→ Goal
Please rewrite the items below as a Markdown table with the columns Row and Line, starting at the line with "Check that every instance of the brown calf carries" and running through the end of the items. Number each row and leave out blank lines.

•••

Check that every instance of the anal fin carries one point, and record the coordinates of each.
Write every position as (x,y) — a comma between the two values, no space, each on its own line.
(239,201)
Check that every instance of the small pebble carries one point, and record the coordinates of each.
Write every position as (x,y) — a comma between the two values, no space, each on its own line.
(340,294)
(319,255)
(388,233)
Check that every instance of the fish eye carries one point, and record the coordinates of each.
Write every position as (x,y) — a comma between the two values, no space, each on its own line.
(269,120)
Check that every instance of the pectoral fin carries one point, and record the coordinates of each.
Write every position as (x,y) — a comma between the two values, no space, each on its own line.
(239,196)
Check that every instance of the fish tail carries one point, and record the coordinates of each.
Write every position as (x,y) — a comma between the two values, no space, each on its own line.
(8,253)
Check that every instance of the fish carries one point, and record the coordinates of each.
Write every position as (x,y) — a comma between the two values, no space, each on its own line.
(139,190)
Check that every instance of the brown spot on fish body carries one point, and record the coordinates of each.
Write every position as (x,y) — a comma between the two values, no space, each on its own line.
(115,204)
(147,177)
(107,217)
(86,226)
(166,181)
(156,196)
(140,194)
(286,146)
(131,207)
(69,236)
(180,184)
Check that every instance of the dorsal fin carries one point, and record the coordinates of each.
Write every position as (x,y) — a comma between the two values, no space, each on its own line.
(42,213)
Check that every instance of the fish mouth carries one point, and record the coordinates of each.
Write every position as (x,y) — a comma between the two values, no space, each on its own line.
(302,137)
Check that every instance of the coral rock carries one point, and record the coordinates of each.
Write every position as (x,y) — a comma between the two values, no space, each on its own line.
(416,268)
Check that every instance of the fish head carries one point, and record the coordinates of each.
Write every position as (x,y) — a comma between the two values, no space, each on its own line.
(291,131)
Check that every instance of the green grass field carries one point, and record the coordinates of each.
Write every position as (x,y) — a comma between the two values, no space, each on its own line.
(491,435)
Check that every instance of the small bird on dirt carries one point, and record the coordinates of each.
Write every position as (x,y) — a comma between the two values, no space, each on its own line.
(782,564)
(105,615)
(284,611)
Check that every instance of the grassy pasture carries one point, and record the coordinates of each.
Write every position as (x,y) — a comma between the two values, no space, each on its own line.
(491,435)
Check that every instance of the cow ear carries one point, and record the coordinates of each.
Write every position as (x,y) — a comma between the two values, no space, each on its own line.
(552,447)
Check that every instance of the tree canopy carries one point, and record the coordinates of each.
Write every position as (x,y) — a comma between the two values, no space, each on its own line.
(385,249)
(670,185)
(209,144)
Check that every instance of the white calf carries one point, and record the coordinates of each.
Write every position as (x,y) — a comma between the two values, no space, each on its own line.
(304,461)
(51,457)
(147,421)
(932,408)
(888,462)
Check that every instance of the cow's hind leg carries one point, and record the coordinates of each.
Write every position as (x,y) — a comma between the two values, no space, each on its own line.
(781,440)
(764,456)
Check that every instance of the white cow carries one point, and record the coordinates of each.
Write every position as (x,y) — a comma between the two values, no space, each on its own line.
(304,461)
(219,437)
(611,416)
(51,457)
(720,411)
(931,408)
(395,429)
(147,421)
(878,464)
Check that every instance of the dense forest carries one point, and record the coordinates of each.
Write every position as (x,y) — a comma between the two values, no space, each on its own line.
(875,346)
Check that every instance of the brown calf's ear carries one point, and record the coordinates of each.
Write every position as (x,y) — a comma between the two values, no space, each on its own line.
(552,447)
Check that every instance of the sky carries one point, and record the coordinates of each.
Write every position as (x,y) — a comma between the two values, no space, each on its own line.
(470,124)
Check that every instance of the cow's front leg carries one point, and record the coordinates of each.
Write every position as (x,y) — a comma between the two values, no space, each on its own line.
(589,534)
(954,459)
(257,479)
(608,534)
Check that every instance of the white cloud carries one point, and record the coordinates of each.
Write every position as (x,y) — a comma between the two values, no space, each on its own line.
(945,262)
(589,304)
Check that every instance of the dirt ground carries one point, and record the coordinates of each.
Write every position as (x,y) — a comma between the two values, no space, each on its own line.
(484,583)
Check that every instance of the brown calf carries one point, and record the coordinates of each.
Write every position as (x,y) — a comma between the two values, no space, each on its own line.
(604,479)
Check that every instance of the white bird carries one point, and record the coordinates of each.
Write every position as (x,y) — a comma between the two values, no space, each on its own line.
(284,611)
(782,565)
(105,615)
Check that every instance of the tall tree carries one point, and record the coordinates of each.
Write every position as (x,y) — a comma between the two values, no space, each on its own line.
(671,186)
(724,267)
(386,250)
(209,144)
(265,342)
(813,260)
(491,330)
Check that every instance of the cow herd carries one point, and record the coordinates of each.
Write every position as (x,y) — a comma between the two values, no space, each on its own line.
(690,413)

•••

→ Solution
| Row | Line |
|---|---|
| 1 | Check that every instance of the brown calf carries one point, and record the coordinates of each. |
| 2 | Write every position as (x,y) — a comma between the two values, no space, each on its own line. |
| 3 | (604,479) |
| 4 | Check that every instance of the white bird carries one point, and record the coordinates of each. |
| 5 | Write every position as (x,y) — a comma between the two values, no space, each on its own line. |
| 6 | (284,611) |
| 7 | (782,565) |
| 8 | (105,615) |
| 9 | Check that every instance of the tall tree carries one point, and record the coordinates of each. |
| 10 | Write every position as (x,y) — a comma between the two values, no space, each on its own line. |
| 11 | (671,186) |
| 12 | (724,267) |
| 13 | (386,250) |
| 14 | (209,144) |
| 15 | (265,342) |
| 16 | (813,260) |
| 17 | (491,330) |
| 18 | Check that every instance of the cow herd carries one point, and record the coordinates of each. |
| 19 | Write every position as (x,y) — a comma between the two values, no space, each on its own line. |
| 20 | (690,413) |